A lesson from Scrum history
Jeff Sutherland and Ken Schwaber, – the creators of Scrum, have been updated the Scrum guide over time. It’s interesting to read how there was more detail about what done means and what to do with “undone” work in previous versions of the Scrum guide. In general, some artefacts and pieces have been left out to make the description of Scrum as a framework more simple, clear to understand, and lightweight.
A completely “done” increment includes all of the analysis, design, refactoring, programming, documentation and testing for the increment and all Product Backlog items in the increment. Testing includes unit, system, user, and regression testing, as well as non-functional tests such as performance, stability, security, and integration. Done includes any internationalization.
You get the picture that “done” includes all the work necessary to have a piece of releasable, valuable software at the end of the sprint.
It continues:
“Undone” work is often accumulated in a Product Backlog item called “Undone Work” or “Implementation Work.”
Sprint by Sprint, the “undone” work of each increment is accumulated and must be addressed prior to releasing the product. This work is accumulated linearly although it actually has some sort of exponential accumulation that is dependent on each organization’s characteristics. Release Sprints are added to the end of any release to complete this “undone” work. The number of Sprints is unpredictable to the degree that the accumulation of “undone” work is not linear.
Take care. The current Scrum Guide does not specify a “release sprint” as a practice. This is similar to the “hardening” sprint defined in – for example – the Scaled Agile Framework. The goal – and only goal is to create a done product increment at the end of each sprint. In Scrum, this is considered a bad practice. “Undone” work piles up and increases risks and delays.
The word “undone” is not mentioned anymore in the current version of the Scrum Guide.
A perfect definition of done
Large-Scale Scrum (LeSS) (by Craig Larman and Bas Vodde) do explicitly mention “undone” work – in larger organisations. There are often whole teams (e.g. an “operations” team, a “services” team) or whole departments (“operations” department) or people (“release manager”) existing which are to be considered part of “undone” work if this cannot be done as part of the sprint (and it often cannot be done within a sprint).
_ _ _ _ _
» Set of tasks:
A. According to the Scrum history text, in which Product Backlog item is "undone" work often accumulated?
B. Carry the text on Scrum's definition of done forward from its final sentence.
The material that follows has no connection to the Scrum text.

» Given data:
_ _ _ _ _
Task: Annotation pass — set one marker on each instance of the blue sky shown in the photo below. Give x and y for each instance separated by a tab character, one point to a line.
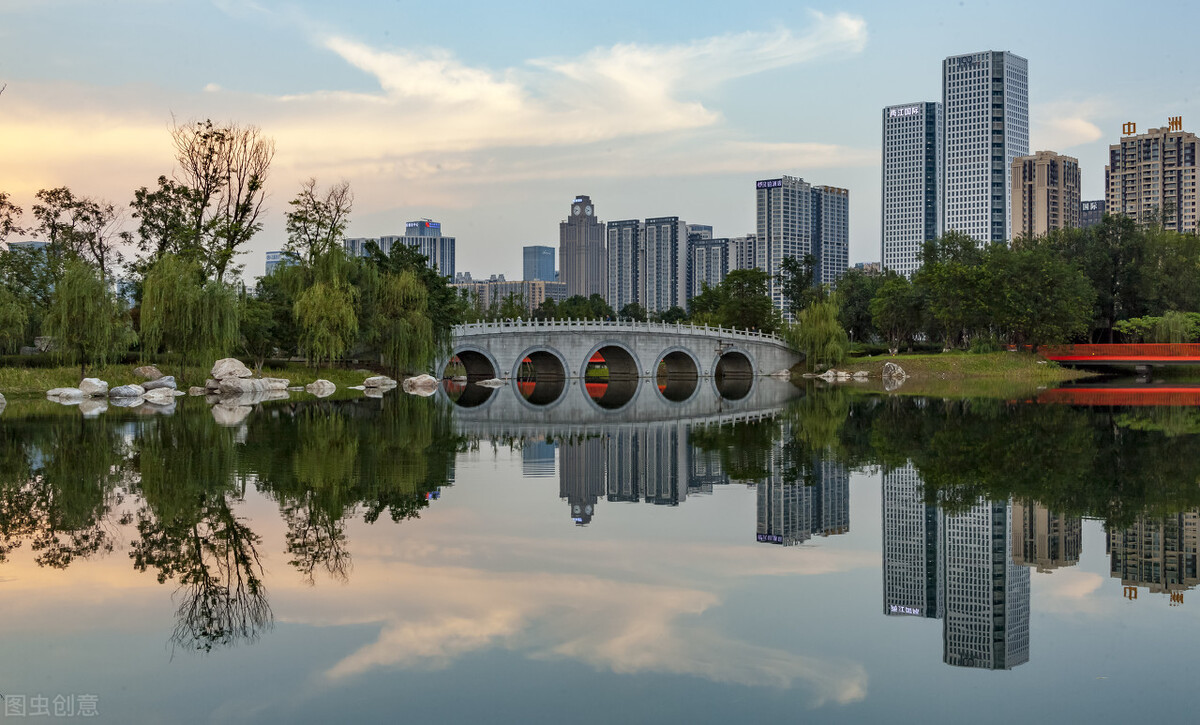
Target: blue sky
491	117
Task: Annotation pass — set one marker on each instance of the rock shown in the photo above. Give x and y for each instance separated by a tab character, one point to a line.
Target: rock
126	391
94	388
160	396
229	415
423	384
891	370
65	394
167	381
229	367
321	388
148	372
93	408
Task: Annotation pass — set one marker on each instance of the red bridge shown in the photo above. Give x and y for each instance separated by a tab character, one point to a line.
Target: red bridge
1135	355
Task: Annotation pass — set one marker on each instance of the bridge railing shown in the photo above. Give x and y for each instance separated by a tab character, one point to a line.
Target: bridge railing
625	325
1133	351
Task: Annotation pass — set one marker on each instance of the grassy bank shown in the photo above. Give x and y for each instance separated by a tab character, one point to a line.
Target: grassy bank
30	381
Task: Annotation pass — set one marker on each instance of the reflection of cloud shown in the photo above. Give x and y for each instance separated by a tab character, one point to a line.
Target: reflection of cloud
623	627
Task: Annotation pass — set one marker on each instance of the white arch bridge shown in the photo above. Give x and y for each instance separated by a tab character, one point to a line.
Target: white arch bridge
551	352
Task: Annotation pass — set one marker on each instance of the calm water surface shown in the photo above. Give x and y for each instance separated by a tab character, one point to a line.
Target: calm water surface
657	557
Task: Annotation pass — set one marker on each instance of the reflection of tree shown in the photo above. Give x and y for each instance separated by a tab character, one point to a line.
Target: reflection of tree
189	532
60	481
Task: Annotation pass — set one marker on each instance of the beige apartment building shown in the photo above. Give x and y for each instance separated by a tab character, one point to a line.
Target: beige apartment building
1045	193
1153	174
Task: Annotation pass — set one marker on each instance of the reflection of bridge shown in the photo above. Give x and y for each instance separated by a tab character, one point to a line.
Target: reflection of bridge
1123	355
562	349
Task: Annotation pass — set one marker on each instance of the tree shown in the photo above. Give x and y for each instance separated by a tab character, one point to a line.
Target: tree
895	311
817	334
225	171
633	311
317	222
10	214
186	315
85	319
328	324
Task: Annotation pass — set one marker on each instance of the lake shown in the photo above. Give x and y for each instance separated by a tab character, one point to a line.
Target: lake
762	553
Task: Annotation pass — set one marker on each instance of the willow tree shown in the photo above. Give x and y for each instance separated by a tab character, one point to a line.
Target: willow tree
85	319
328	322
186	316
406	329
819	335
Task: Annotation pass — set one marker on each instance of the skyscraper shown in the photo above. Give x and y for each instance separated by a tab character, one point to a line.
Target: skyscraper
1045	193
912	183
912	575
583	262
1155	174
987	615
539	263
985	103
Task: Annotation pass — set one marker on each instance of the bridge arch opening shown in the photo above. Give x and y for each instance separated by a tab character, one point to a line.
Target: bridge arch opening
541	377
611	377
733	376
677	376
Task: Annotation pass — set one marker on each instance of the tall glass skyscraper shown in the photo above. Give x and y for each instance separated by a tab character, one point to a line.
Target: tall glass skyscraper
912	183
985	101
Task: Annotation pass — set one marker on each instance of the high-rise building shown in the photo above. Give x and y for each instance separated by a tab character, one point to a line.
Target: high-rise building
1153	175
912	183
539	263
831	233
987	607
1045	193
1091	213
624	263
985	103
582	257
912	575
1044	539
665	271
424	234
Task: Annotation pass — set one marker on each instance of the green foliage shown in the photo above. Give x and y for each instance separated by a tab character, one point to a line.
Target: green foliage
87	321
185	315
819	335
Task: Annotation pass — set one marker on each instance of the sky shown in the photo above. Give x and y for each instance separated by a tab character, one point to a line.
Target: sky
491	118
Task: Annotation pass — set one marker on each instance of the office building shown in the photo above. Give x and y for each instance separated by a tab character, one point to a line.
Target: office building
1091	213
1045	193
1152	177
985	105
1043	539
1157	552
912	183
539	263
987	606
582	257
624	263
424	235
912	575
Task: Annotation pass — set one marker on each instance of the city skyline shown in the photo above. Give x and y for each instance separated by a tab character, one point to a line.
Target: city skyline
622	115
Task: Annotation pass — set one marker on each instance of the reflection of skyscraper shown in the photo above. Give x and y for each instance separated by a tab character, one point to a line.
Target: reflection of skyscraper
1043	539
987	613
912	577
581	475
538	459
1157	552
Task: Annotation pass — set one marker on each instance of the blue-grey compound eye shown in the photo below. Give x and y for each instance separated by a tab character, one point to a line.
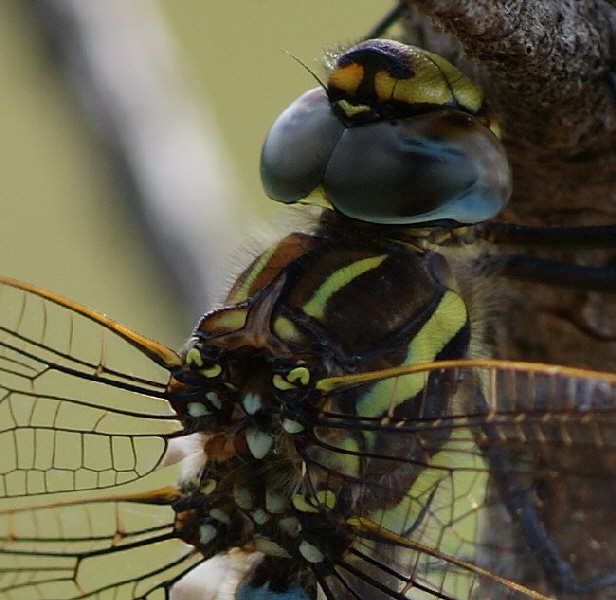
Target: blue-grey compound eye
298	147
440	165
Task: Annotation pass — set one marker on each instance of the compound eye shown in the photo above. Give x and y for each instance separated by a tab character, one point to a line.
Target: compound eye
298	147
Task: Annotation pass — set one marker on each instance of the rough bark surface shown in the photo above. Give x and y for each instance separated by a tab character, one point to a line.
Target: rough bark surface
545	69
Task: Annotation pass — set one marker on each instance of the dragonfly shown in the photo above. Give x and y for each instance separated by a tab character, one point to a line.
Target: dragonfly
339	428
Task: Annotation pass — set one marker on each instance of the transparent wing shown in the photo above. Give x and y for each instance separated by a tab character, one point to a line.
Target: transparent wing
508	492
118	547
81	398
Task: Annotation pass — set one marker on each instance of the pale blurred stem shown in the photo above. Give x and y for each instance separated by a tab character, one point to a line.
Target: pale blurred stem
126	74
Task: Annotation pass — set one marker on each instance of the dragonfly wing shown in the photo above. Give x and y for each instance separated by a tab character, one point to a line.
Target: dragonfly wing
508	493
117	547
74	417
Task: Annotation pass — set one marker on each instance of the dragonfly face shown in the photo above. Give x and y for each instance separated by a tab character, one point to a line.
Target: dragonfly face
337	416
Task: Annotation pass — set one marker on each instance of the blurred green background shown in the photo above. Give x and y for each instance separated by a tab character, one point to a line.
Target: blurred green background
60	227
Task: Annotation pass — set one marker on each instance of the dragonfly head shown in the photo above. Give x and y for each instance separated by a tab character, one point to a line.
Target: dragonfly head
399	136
_ _ _ _ _
» Answers to the tasks:
A. In a Product Backlog item called "Undone Work" or "Implementation Work."

B.
A perfect definition of “done” implies that each product increment is
valuable
immediately releasable to the end-user
And that should be the goal of perfection.
To be able to achieve this as a team, the effort is necessary to invest in:
software craftsmanship
automated testing
continuous integration
deployment automation
without sound technical practices, it’s pretty impossible to accomplish this on any scale (small or large).
Do not make a mistake. This is quite a challenge for many teams who (try to) practice Scrum.
According to the rules stipulated in the Scrum guide, all variants on Scrum who do not achieve the actual state of “done” product increments are not to be considered Scrum teams.
What does done means in software development?
I quote this from – Ken Schwaber – and any software development team should adhere to these (working in Scrum or not)
The result should include software that has:
Presence of valuable functionality for customers to use;
Absence of low value functionality that must be maintained and sustained regardless;
Quality code base to predictably maintain and sustain;
Quality code base to enhance without undue effort or risk;
Ability to catch defects early and no later than at release;
Predictability of schedules; and,
A Lack of surprises.
Which raises the question, what is quality software?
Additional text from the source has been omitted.